Requirements | Rewrite the lines below as a two-column CSV with the header row query_text,answer and one row for each line together with its answer. Put each in its own quoted field, turn any line breaks into spaces, and leave out the pictures.

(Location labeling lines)
=====

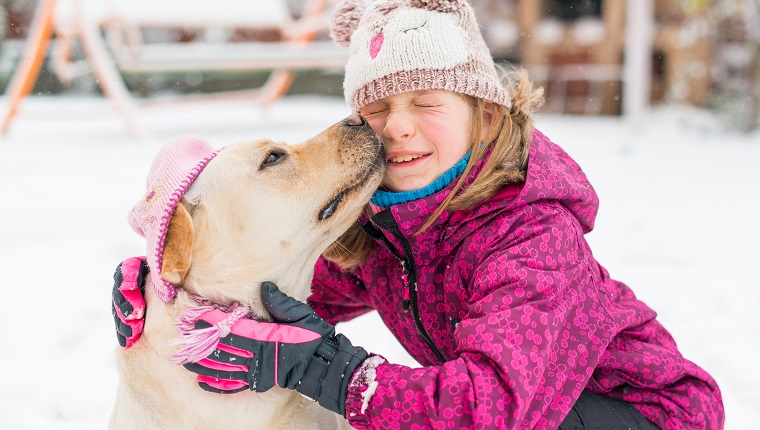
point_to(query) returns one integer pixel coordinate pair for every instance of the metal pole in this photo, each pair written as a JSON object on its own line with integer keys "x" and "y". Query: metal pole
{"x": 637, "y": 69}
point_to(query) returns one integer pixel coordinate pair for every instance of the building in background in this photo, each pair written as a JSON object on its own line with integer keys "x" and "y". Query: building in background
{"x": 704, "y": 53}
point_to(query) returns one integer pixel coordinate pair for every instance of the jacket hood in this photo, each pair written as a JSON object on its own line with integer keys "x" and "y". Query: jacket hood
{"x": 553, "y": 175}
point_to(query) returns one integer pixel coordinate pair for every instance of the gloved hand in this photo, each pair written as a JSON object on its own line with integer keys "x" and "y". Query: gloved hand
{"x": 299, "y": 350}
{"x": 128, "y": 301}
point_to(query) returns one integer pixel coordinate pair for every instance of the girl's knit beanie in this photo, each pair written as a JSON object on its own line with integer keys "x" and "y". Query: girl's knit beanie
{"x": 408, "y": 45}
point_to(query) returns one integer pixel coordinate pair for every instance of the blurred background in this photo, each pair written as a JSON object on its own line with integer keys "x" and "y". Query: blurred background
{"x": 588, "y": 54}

=====

Answer in full |
query_text,answer
"point_to(query) returns one integer pixel coordinate pair for every instance of the metal pole in this photo, each pair written as a JSON object on its own line with integer keys ""x"" and ""y"". Query: metal pole","{""x"": 637, ""y"": 69}"
"point_to(query) returns one integer pixel coordinate pair for every instance of the building in background in this photo, each pair written as a JSON object on its own line with integer keys ""x"" and ""y"". Query: building in background","{""x"": 704, ""y"": 53}"
"point_to(query) returns one integer pixel coordinate pair for every instance of the jacket hood in this photo, each pair written as a JSON object on its own line with integer keys ""x"" and ""y"". Query: jacket hood","{""x"": 553, ""y"": 175}"
"point_to(query) returns one integer pixel coordinate pair for every instance of the gloved hand in this photo, each pair written as a JSON object on its own line with integer keys ""x"" and ""y"". Query: gloved hand","{""x"": 299, ""y"": 350} {""x"": 128, ""y"": 301}"
"point_to(query) returns one integer pixel coordinate pair for every instance of the girl's knit beanie in this photo, each pair written as a JSON object on its own line with integer keys ""x"" and ""y"". Query: girl's knit beanie","{""x"": 408, ""y"": 45}"
"point_to(query) returns one integer pixel coordinate pair for every instance of the blurred background in this photo, each pair written as a JSON object on its own line with integer keys ""x"" and ""y"". Query: blurred background","{""x"": 588, ""y"": 54}"